:: Text for analysis

Giving at the office

Liberals are always quite generous with other people’s money. So much so that we now have a near irreversible entitlement ‘where’s my stuff?’ society.  With nearly 50% of the country paying no federal income taxes, the takers have become complacent with expecting their hand-out.

One of aspect of this process I detest so much is how willing so many liberals are to demonize anyone with the gall to believe they deserve their own money more than the entitlement recipients.

But I was thinking today, what if whatever portion of your federal income tax goes to welfare programs was not automatically withheld from your paycheck?  Instead every two weeks everyone (who actually pays federal income taxes) had to show up at a government office and had to hand over to the government their portion of the welfare tab.  I wonder how long it would take for even the most bleedingest of hearts liberals to get fed up with the takers?  Would they?  Would they eventually complain to themselves and others, “why are we still supporting these people?” or, “why am I working to pay their bills and mine?”?

What would it take for a liberal to eventually apply the adage: Give a man a fish and feed him for a day; teach a man to fish and feed him for life.  I don’t think I can bring myself to believe that the liberals decrying the taxpayer who wants to enjoy the money he works for, would perpetually continue to show up at the office with a good-hearted smile and hand over the cash, week after week, after week.

Now try to imagine how long the gracious giving would continue if you were assigned to the same person or family, and had to write the check directly to the individual!

The fact that the welfare process is so impersonal works in favor of the recipient.  Not having to show up to collect the “benefits” reduces the amount of shame in not being a provider for yourself and family.  Only a few decades ago, people had too much pride to let themselves be seen on television looking for hand-outs.  Pride and dignity are a thing of the past.  Being poor is far too comfortable and socially acceptable.


  1. rautakyy says:

    Interresting post.

    If your method of weekly payments would be extended on everything taxmoney pays for, would the same aply? You know a society that did not pay for the wellfare of the poor has existed and still exists in most developing countries. Is that what you would prefer a society to look like. Poor people in favelas and rich being constantly affraid of a revolution or being kidnapped? Do you support segregation?

    How much of your taxmoney goes to helping the poor, and how much of it goes to the military? You in the US have the most expensive army in the World (at least a third of all the public money spent in arms in the whole world is spent from the US taxpayers pocket), but it is not showing great cost efficiency.

    • John Barron says:

      There is a difsference between the poor in those countries, and the poor in America. People in those countries would kill to be poor in America. There’s no comparison. The poor in America are comfortable, and vote to keep themselves comfortable.

    • At least a third, but closer to half, at least when you’re talking about total military expenditures.

::::
:: Data for review

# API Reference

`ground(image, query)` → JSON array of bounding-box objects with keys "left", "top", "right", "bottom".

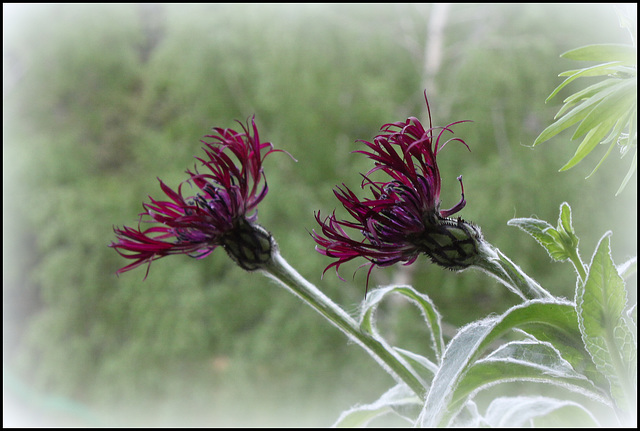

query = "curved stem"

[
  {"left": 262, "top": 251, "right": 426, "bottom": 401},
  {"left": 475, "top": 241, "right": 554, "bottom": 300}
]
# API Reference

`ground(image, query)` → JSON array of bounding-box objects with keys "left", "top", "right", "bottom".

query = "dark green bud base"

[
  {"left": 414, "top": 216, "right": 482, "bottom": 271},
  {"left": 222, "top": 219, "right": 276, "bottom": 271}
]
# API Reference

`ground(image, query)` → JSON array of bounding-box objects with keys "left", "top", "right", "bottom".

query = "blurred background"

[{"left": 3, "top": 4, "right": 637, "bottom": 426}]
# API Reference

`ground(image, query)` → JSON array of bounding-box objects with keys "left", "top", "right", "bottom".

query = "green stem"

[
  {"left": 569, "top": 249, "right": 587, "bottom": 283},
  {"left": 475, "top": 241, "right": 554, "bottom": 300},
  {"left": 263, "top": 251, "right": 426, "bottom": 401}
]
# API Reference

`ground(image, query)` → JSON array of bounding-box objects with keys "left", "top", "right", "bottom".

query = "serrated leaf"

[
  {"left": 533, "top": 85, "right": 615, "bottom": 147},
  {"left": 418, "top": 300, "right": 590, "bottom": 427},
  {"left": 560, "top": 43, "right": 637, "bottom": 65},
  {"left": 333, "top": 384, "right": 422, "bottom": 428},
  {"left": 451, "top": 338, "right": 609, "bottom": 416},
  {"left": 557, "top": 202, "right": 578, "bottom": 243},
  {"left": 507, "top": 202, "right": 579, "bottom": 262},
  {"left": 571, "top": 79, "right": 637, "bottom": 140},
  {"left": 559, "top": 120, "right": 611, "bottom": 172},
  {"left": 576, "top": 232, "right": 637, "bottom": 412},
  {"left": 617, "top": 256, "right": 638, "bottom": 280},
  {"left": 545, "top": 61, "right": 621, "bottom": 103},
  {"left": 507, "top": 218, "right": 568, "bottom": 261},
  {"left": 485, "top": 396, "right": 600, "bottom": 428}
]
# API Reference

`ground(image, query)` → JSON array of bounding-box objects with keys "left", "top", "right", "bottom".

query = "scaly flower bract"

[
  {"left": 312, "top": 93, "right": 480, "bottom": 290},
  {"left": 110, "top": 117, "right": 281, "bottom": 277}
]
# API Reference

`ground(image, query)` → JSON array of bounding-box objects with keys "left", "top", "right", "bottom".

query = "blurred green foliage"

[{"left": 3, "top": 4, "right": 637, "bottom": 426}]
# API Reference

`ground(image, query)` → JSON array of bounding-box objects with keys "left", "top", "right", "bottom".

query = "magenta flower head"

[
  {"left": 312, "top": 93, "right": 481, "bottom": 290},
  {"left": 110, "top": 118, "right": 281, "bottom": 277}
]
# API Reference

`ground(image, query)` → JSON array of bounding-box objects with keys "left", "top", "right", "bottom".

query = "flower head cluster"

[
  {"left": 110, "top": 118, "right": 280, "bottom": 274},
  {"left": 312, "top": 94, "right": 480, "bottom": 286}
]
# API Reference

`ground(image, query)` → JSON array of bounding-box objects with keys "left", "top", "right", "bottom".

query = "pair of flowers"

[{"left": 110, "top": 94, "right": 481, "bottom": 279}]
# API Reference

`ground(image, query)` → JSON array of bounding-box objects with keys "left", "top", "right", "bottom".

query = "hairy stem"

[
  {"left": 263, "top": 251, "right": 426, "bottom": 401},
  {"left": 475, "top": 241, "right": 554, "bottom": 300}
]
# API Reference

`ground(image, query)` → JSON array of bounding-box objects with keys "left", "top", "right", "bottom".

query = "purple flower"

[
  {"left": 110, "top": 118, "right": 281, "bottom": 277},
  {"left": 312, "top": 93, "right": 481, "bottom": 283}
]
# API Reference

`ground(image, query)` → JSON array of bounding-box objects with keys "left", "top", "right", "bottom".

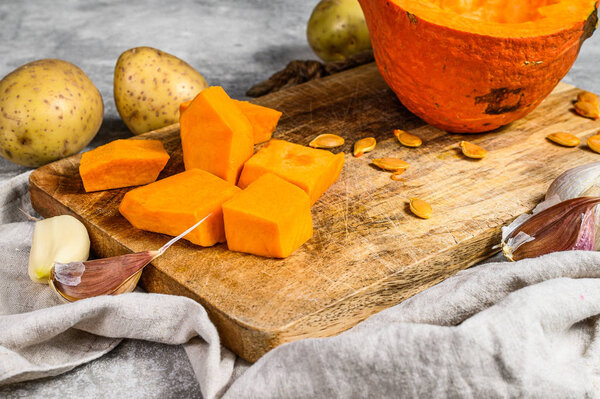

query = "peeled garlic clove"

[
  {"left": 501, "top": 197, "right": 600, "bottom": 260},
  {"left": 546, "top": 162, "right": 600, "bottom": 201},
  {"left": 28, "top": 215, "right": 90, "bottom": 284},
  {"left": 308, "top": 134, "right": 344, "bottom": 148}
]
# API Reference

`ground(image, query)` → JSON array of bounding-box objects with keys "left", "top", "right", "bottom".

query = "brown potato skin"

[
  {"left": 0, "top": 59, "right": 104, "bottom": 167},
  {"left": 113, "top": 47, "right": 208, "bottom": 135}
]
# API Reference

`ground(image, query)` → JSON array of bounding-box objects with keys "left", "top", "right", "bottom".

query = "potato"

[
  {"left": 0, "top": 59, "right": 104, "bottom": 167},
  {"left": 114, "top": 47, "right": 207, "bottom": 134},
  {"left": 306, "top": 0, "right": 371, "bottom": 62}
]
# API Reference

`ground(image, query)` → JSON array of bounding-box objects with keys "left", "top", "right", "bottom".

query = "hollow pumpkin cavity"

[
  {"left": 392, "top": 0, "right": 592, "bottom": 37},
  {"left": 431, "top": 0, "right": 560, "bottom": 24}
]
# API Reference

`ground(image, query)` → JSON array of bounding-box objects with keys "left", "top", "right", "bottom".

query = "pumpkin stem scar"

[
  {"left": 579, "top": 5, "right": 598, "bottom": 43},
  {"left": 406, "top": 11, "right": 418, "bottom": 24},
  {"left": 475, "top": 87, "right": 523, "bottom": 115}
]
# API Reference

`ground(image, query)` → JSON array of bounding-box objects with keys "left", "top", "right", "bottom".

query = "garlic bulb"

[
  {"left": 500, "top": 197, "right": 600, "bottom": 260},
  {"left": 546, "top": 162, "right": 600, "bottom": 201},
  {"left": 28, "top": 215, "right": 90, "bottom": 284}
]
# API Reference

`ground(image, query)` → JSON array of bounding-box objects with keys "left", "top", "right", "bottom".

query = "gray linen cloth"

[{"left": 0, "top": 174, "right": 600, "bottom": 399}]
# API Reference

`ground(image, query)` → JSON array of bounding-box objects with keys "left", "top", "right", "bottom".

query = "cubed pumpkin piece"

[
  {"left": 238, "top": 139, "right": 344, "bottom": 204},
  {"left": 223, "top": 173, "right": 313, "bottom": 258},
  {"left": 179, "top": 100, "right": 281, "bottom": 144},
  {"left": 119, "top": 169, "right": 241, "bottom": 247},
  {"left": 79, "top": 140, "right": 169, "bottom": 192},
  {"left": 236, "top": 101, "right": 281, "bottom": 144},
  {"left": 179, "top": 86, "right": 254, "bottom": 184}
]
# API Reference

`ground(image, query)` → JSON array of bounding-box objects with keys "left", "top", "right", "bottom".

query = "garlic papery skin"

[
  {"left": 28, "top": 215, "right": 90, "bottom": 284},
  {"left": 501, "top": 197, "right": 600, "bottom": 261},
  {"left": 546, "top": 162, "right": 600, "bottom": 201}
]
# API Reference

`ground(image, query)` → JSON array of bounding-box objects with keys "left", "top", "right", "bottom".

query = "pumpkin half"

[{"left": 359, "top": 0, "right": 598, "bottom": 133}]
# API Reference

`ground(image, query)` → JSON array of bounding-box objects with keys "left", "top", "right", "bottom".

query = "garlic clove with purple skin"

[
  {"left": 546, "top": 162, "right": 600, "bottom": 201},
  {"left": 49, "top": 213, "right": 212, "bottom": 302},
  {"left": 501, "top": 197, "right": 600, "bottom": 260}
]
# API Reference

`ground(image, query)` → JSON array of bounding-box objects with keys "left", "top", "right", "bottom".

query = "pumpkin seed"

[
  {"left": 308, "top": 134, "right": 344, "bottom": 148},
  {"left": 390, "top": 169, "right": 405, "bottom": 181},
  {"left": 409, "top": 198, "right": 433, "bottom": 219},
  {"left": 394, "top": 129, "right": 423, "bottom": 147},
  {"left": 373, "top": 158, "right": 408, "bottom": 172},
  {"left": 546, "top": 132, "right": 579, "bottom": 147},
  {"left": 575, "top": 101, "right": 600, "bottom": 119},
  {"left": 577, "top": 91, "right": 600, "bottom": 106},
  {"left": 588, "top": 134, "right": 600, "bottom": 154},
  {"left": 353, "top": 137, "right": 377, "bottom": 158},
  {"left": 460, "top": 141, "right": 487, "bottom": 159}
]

::::

▶ _What to do_
Continue the text about handing over welfare taxes in person, including the reader comments beneath it, starting after its final sentence.

▶ _Output of the task_
      We spend $700 Billion a year on our military (more, if you count the percentage of the national debt that is “owned” by the military) and $25 billion on “welfare.” Welfare for the poor, that is. We also subsidize a bunch of other folk – motorists, farmers, corporations, etc.

      I say that, IF we want to talk about ending subsidies, we must FIRST begin by ending the subsidies to those who AREN’T poor and once we’ve done that, we can look at what we do and don’t spend on the poor.

      • John Barron says:

        Some subsides are necessary for certain industties. Subsidies for professional welfare recipients is not.

  2. re: Liberals are always quite generous with other people’s money.

    It’s called “taxation,” and that’s how our system works. We have some common needs to live in a civilized society and we tax ourselves to pay for those common needs. This is a good thing.

    Are there areas where we spend too much? Almost certainly. Do we disagree on what are and aren’t “common needs?” Yes, we disagree.

    But surely you don’t think the answer is, “So, just agree with me and we’ll pay for the things that I think are necessary, but those things YOU think are necessary we’ll abandon…”?

    That seems to be the sort of “compromise” the GOP is looking for these days.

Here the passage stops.